TO-DO ITEM:
All of the listing below must be repeated word for word. Pictures are the only thing to omit.

____

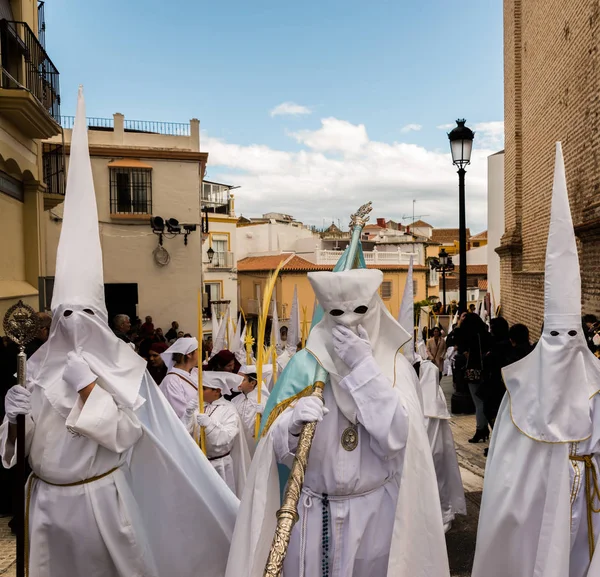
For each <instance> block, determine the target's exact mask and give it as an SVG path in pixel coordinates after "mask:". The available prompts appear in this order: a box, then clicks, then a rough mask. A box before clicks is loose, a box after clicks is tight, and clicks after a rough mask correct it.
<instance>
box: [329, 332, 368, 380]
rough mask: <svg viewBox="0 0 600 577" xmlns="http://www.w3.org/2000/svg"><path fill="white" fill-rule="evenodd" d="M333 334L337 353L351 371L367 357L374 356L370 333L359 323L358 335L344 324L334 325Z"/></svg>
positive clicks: (333, 345) (333, 339) (340, 358)
mask: <svg viewBox="0 0 600 577" xmlns="http://www.w3.org/2000/svg"><path fill="white" fill-rule="evenodd" d="M332 334H333V348H334V350H335V353H336V355H337V356H338V357H340V359H342V361H344V363H346V364H347V365H348V367H349V368H350V370H351V371H353V370H354V369H355V368H356V367H358V365H360V364H361V363H362V362H363V361H364V360H365V359H366V358H369V357H372V356H373V349H372V348H371V341H370V340H369V335H368V333H367V331H366V330H365V329H363V328H362V327H361V326H360V325H358V335H355V334H354V333H353V332H352V331H351V330H350V329H349V328H348V327H345V326H343V325H336V326H335V327H333V332H332Z"/></svg>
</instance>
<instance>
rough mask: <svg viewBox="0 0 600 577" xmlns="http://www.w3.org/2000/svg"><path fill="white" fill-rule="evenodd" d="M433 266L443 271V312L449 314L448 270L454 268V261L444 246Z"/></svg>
mask: <svg viewBox="0 0 600 577" xmlns="http://www.w3.org/2000/svg"><path fill="white" fill-rule="evenodd" d="M431 268H432V269H434V270H437V271H438V272H441V273H442V305H443V309H442V310H443V313H442V314H448V312H447V309H446V272H447V271H452V270H454V264H453V263H452V257H451V256H450V255H449V254H448V253H447V252H446V249H445V248H442V250H441V251H440V254H438V258H437V259H433V261H432V262H431Z"/></svg>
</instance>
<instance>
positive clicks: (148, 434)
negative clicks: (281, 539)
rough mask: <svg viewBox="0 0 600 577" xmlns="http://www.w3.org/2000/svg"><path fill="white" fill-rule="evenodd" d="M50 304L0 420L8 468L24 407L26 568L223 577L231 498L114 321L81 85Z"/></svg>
mask: <svg viewBox="0 0 600 577" xmlns="http://www.w3.org/2000/svg"><path fill="white" fill-rule="evenodd" d="M52 311H53V320H52V325H51V329H50V336H49V338H48V341H47V342H46V343H45V344H44V345H43V346H42V347H41V348H40V349H39V350H38V351H37V352H36V353H35V354H34V355H33V356H32V357H31V358H30V360H29V361H28V363H27V377H28V378H27V387H26V388H25V387H14V388H13V389H10V390H9V392H8V393H7V396H6V401H5V405H6V419H5V421H4V423H3V424H2V426H1V427H0V453H1V456H2V461H3V465H4V466H5V467H12V466H13V465H14V464H15V460H16V457H15V454H16V446H15V444H16V443H15V441H14V432H13V431H14V429H13V423H14V422H16V417H17V415H18V414H24V415H25V421H26V447H25V452H26V454H27V455H28V459H29V464H30V466H31V469H32V470H33V474H32V476H31V477H30V479H29V482H28V487H27V503H26V510H27V524H28V527H29V534H28V537H29V555H28V563H29V576H30V577H53V576H58V575H61V576H62V575H64V576H69V577H108V576H110V577H132V576H143V577H170V576H171V575H177V576H178V577H183V576H187V577H192V576H196V575H198V567H202V575H203V576H206V577H208V576H210V577H221V576H222V575H223V571H224V570H225V561H226V557H227V550H228V547H229V542H230V538H231V533H232V531H233V524H234V520H235V515H236V512H237V507H238V503H237V500H236V499H235V497H234V496H233V495H231V492H230V491H229V490H228V489H227V487H226V485H225V484H224V483H223V482H222V480H221V479H220V478H219V476H218V475H217V474H216V473H215V472H214V470H213V469H212V467H211V466H210V464H209V463H208V461H207V460H206V459H205V457H204V456H203V455H202V454H201V453H200V451H198V449H197V447H196V446H195V445H194V443H193V441H192V440H191V439H190V437H189V435H188V434H187V432H186V430H185V428H184V427H183V425H182V424H181V422H180V421H178V420H177V419H176V417H175V415H174V414H173V412H172V411H171V410H170V408H169V407H168V405H167V403H166V401H165V400H164V398H163V397H162V395H161V394H160V393H159V392H158V391H157V390H156V385H155V384H154V381H153V380H152V378H151V377H150V375H149V373H148V372H147V371H146V370H145V365H146V363H145V361H144V360H143V359H141V358H140V357H139V356H138V355H136V353H135V352H134V351H133V350H131V348H130V347H129V346H128V345H127V344H125V343H124V342H123V341H121V340H119V339H118V338H117V337H116V336H115V335H114V334H113V332H112V331H111V330H110V329H109V327H108V323H107V311H106V305H105V302H104V284H103V271H102V251H101V246H100V236H99V231H98V215H97V208H96V199H95V194H94V187H93V180H92V172H91V165H90V160H89V153H88V142H87V128H86V121H85V105H84V101H83V93H82V90H81V89H80V93H79V98H78V103H77V116H76V120H75V126H74V129H73V136H72V143H71V160H70V166H69V173H68V180H67V193H66V198H65V207H64V220H63V225H62V230H61V236H60V242H59V246H58V254H57V262H56V280H55V288H54V294H53V299H52Z"/></svg>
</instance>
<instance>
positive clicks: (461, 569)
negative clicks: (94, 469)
mask: <svg viewBox="0 0 600 577" xmlns="http://www.w3.org/2000/svg"><path fill="white" fill-rule="evenodd" d="M442 388H443V389H444V392H445V393H446V396H447V398H448V406H450V402H449V399H450V395H451V394H452V381H451V379H449V378H448V377H444V378H443V379H442ZM450 426H451V427H452V433H453V434H454V442H455V445H456V453H457V455H458V461H459V464H460V467H461V475H462V478H463V485H464V487H465V495H466V498H467V515H466V516H465V517H457V518H456V520H455V521H454V524H453V526H452V528H451V529H450V531H449V532H448V533H447V535H446V543H447V546H448V554H449V558H450V570H451V573H452V577H469V576H470V575H471V567H472V565H473V555H474V552H475V538H476V536H477V520H478V517H479V505H480V502H481V491H482V489H483V472H484V469H485V457H484V456H483V449H484V448H485V447H487V446H488V444H487V443H478V444H476V445H472V444H470V443H469V442H468V440H469V439H470V438H471V437H472V436H473V434H474V433H475V416H474V415H456V416H453V417H452V420H451V421H450ZM8 521H9V518H8V517H3V518H0V576H2V577H15V546H16V542H15V538H14V536H13V535H12V534H11V532H10V529H9V527H8Z"/></svg>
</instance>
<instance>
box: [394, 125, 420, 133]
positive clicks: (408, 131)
mask: <svg viewBox="0 0 600 577" xmlns="http://www.w3.org/2000/svg"><path fill="white" fill-rule="evenodd" d="M422 128H423V126H421V125H420V124H407V125H406V126H403V127H402V128H401V129H400V132H405V133H406V132H413V131H415V132H417V131H419V130H421V129H422Z"/></svg>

____

ANSWER SECTION:
For each <instance> block, determine the target's exact mask and give it as an SVG path in pixel coordinates after "mask:". The available prompts appear in this order: a box, then clicks, then a rough mask. A box before clicks is loose, a box after clicks is tight, and clicks after a rough mask correct it.
<instance>
box: [329, 332, 368, 380]
rough mask: <svg viewBox="0 0 600 577" xmlns="http://www.w3.org/2000/svg"><path fill="white" fill-rule="evenodd" d="M333 334L337 353L351 371L367 357L374 356L370 333L359 323L358 335L344 324L334 325Z"/></svg>
positive clicks: (333, 345) (333, 339) (340, 358)
mask: <svg viewBox="0 0 600 577" xmlns="http://www.w3.org/2000/svg"><path fill="white" fill-rule="evenodd" d="M332 334H333V348H334V350H335V353H336V355H337V356H338V357H340V359H342V361H344V363H346V364H347V365H348V367H349V368H350V370H351V371H353V370H354V369H355V368H356V367H358V365H360V364H361V363H362V362H363V361H364V360H365V359H366V358H369V357H372V356H373V349H372V348H371V341H370V340H369V335H368V333H367V331H366V330H365V329H363V328H362V327H361V326H360V325H358V335H355V334H354V333H353V332H352V331H351V330H350V329H349V328H348V327H345V326H343V325H336V326H335V327H333V332H332Z"/></svg>
</instance>
<instance>
rough mask: <svg viewBox="0 0 600 577" xmlns="http://www.w3.org/2000/svg"><path fill="white" fill-rule="evenodd" d="M433 266L443 271V312L449 314L448 270L454 268V261L444 246Z"/></svg>
mask: <svg viewBox="0 0 600 577" xmlns="http://www.w3.org/2000/svg"><path fill="white" fill-rule="evenodd" d="M431 268H432V269H434V270H437V271H438V272H441V273H442V305H443V309H442V310H443V313H442V314H448V312H447V309H446V272H447V271H452V270H454V264H453V263H452V257H451V256H450V255H449V254H448V253H447V252H446V249H445V248H442V250H441V251H440V254H438V258H437V259H433V261H432V262H431Z"/></svg>
</instance>
<instance>
positive clicks: (148, 434)
negative clicks: (281, 539)
rough mask: <svg viewBox="0 0 600 577" xmlns="http://www.w3.org/2000/svg"><path fill="white" fill-rule="evenodd" d="M50 304L0 420L8 468L24 407L26 568L223 577L231 498L114 321L81 85Z"/></svg>
mask: <svg viewBox="0 0 600 577" xmlns="http://www.w3.org/2000/svg"><path fill="white" fill-rule="evenodd" d="M52 311H53V320H52V325H51V329H50V336H49V338H48V341H47V342H46V343H45V344H44V345H43V346H42V347H41V348H40V349H39V350H38V351H37V352H36V353H35V354H34V355H33V356H32V357H31V358H30V360H29V361H28V363H27V377H28V378H27V387H26V388H25V387H14V388H13V389H10V390H9V392H8V393H7V396H6V401H5V405H6V419H5V421H4V423H3V424H2V426H1V427H0V453H1V456H2V461H3V465H4V466H5V467H12V466H13V465H14V464H15V460H16V457H15V454H16V446H15V444H16V443H15V441H14V432H13V431H14V429H13V423H14V422H16V417H17V415H18V414H24V415H25V421H26V447H25V452H26V454H27V455H28V459H29V464H30V466H31V469H32V470H33V474H32V476H31V477H30V479H29V482H28V487H27V503H26V510H27V524H28V527H29V534H28V537H29V555H28V563H29V576H30V577H53V576H58V575H61V576H62V575H64V576H69V577H108V576H110V577H132V576H143V577H170V576H171V575H177V576H178V577H183V576H187V577H192V576H196V575H198V567H202V575H203V576H206V577H208V576H210V577H221V576H222V575H223V571H224V570H225V561H226V557H227V550H228V547H229V542H230V538H231V533H232V531H233V524H234V520H235V515H236V512H237V507H238V503H237V500H236V499H235V497H234V496H233V495H231V492H230V491H229V490H228V489H227V487H226V485H225V484H224V483H223V482H222V480H221V479H220V478H219V476H218V475H217V474H216V473H215V472H214V470H213V469H212V467H211V466H210V464H209V463H208V461H207V460H206V459H205V457H204V456H203V455H202V454H201V453H200V451H198V449H197V447H196V446H195V445H194V443H193V441H192V440H191V439H190V437H189V435H188V434H187V432H186V430H185V428H184V427H183V425H182V424H181V422H180V421H178V420H177V419H176V417H175V415H174V414H173V412H172V411H171V410H170V408H169V407H168V405H167V403H166V401H165V400H164V398H163V397H162V395H161V394H160V393H159V392H158V391H157V390H156V385H155V384H154V381H153V380H152V378H151V377H150V375H149V373H148V372H147V371H146V370H145V365H146V363H145V361H144V360H143V359H141V358H140V357H139V356H138V355H136V353H135V352H134V351H133V350H131V348H130V347H129V346H128V345H127V344H125V343H124V342H123V341H121V340H119V339H118V338H117V337H116V336H115V335H114V334H113V332H112V331H111V330H110V329H109V327H108V323H107V311H106V305H105V302H104V284H103V271H102V251H101V246H100V236H99V231H98V215H97V208H96V199H95V194H94V187H93V180H92V172H91V165H90V160H89V153H88V142H87V128H86V121H85V105H84V101H83V93H82V90H81V89H80V93H79V98H78V103H77V116H76V120H75V126H74V129H73V136H72V143H71V160H70V166H69V173H68V180H67V193H66V198H65V207H64V220H63V225H62V230H61V236H60V242H59V246H58V254H57V262H56V280H55V288H54V294H53V299H52Z"/></svg>
</instance>
<instance>
positive clicks: (461, 569)
negative clicks: (94, 469)
mask: <svg viewBox="0 0 600 577" xmlns="http://www.w3.org/2000/svg"><path fill="white" fill-rule="evenodd" d="M442 388H443V389H444V392H445V393H446V396H447V398H448V406H450V402H449V399H450V395H451V394H452V381H451V379H449V378H448V377H444V378H443V379H442ZM450 426H451V427H452V433H453V434H454V442H455V445H456V453H457V455H458V461H459V464H460V467H461V475H462V478H463V485H464V487H465V495H466V498H467V515H466V516H465V517H457V518H456V520H455V521H454V524H453V526H452V528H451V529H450V531H449V532H448V533H447V535H446V543H447V546H448V554H449V558H450V570H451V573H452V577H469V576H470V575H471V567H472V565H473V555H474V552H475V538H476V536H477V520H478V517H479V505H480V502H481V491H482V489H483V472H484V469H485V457H484V456H483V449H484V448H485V447H487V446H488V444H487V443H478V444H476V445H472V444H470V443H469V442H468V440H469V439H470V438H471V437H472V436H473V434H474V433H475V416H474V415H456V416H453V417H452V420H451V421H450ZM8 521H9V518H8V517H3V518H0V576H2V577H15V546H16V542H15V538H14V536H13V535H12V534H11V532H10V529H9V527H8Z"/></svg>
</instance>
<instance>
box: [394, 125, 420, 133]
positive clicks: (408, 131)
mask: <svg viewBox="0 0 600 577" xmlns="http://www.w3.org/2000/svg"><path fill="white" fill-rule="evenodd" d="M422 128H423V126H421V125H420V124H407V125H406V126H403V127H402V128H401V129H400V132H405V133H406V132H413V131H415V132H417V131H419V130H421V129H422Z"/></svg>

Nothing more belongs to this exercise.